WORK ORDER:
Each record must appear in your answer exactly as it does below.

EXCERPTED DATA:

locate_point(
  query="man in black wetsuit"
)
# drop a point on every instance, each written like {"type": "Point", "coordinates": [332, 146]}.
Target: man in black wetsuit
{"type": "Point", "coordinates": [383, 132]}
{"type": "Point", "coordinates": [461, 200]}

PROBLEM SOLUTION:
locate_point(
  query="man in black wetsuit"
)
# drop a point on every instance, each written like {"type": "Point", "coordinates": [332, 146]}.
Target: man in black wetsuit
{"type": "Point", "coordinates": [383, 132]}
{"type": "Point", "coordinates": [461, 200]}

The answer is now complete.